● TASKS TO COMPLETE:
a. Reproduce the part of the explanation of the Dutch 30% ruling starting at "How it actually" and ending at "the 30% regardless.", replacing "receipts" with "invoices" throughout.
b. Write the next part of the explanation of the Dutch 30% ruling, picking up after its final sentence.

● PROVIDED PASSAGE:
++++++++++
If you've been offered a job in the Netherlands — or you're already here — you've probably heard someone mention "the 30% ruling." Maybe a colleague said it saved them thousands. Maybe a recruiter casually dropped it into a conversation. Maybe you Googled "Dutch taxes" at 1 AM and fell down a rabbit hole.
Here's what it is in one sentence: the 30% ruling lets you receive up to 30% of your gross salary completely tax-free. Instead of paying Dutch income tax on your full salary, you only pay tax on 70% of it. The other 30% goes straight into your bank account.
On a salary of €70,000, that's roughly €600 more per month in your pocket. Over 5 years, we're talking €35,000+. It's the single biggest financial advantage of being an expat in the Netherlands — and a lot of people miss it because they didn't know to ask.
How it actually works
The 30% ruling is officially called the "expat scheme" (30%-faciliteit). It exists because the Dutch government wants to attract skilled workers from abroad, and they recognize that moving to another country comes with extra costs — higher cost of living, double housing, flights home, that kind of thing.
Instead of making you keep receipts for all those expenses, they just let your employer pay 30% of your salary as a flat-rate tax-free allowance. No paperwork, no receipts, no justification needed. It doesn't matter if your actual "extra costs" are €2,000 or €20,000 — you get the 30% regardless.
Here's what it looks like in practice:
| With 30% ruling | Without | |
|---|---|---|
| Gross salary | €70,000 | €70,000 |
| Taxable portion | €49,000 | €70,000 |
| Approx. monthly net | ~€4,150 | ~€3,550 |
| Extra per month | ~€600 | |
| Extra over 5 years | ~€36,000 | |
Your employer doesn't pay you more — they just structure your existing salary so that 30% of it is classified as a tax-free "extraterritorial costs" allowance. Same gross cost to the company, significantly more net pay for you.
++++++++++
● MATERIAL PROVIDED:
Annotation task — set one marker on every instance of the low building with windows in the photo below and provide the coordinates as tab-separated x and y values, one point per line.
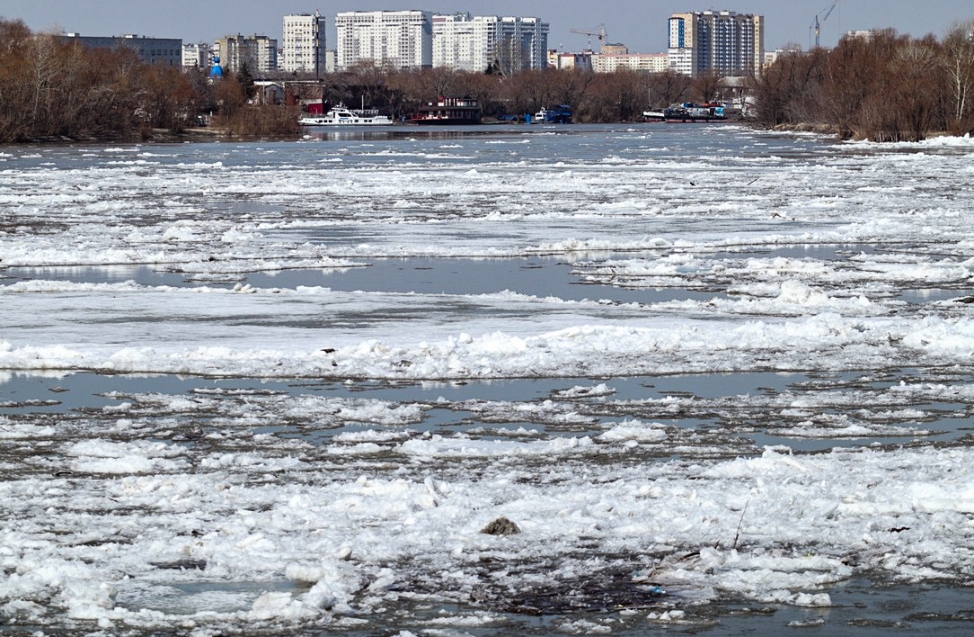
156	51
645	62
399	39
++++++++++
● SET OF ANSWERS:
a.
How it actually works
The 30% ruling is officially called the "expat scheme" (30%-faciliteit). It exists because the Dutch government wants to attract skilled workers from abroad, and they recognize that moving to another country comes with extra costs — higher cost of living, double housing, flights home, that kind of thing.
Instead of making you keep invoices for all those expenses, they just let your employer pay 30% of your salary as a flat-rate tax-free allowance. No paperwork, no invoices, no justification needed. It doesn't matter if your actual "extra costs" are €2,000 or €20,000 — you get the 30% regardless.

b.
Do you qualify?
There are four main requirements. You need to meet all of them.
1. You were recruited from abroad
You must have been hired or transferred to work in the Netherlands. You can't already be living here when you're recruited. The whole point is that you moved here for the job.
2. The 150 km rule
For at least 16 of the 24 months before your first working day in the Netherlands, you must have lived more than 150 km from the Dutch border. This is measured as the crow flies, not by road.
What this means in practice:
- Belgium, Luxembourg, western Germany, and northern France — most residents don't qualify (too close)
- UK — almost everyone qualifies, except possibly the very southeast corner of England near Dover
- Everything else (Spain, Italy, US, India, Brazil, etc.) — you're fine
If you're from Dusseldorf or Antwerp, this one probably kills it. If you're from London, New York, or São Paulo, don't worry about it.
30% ruling salary threshold 2026
Your taxable salary (the 70% portion, after the 30% deduction) must meet a minimum. Here are the 30% ruling salary thresholds for 2026 in the Netherlands:
| Category | Min. taxable salary | Min. total gross salary |
|---|---|---|
| Standard | €48,013 | ~€68,590 |
| Under 30 + Master's degree | €36,497 | ~€52,139 |
| Scientific researchers | No minimum | No minimum |
The reduced threshold for under-30s with a Master's is a big deal. If you've just finished a Master's program abroad and land a job in the Netherlands paying €52k+, you probably qualify. That's a very normal starting salary in tech, consulting, or finance in Amsterdam.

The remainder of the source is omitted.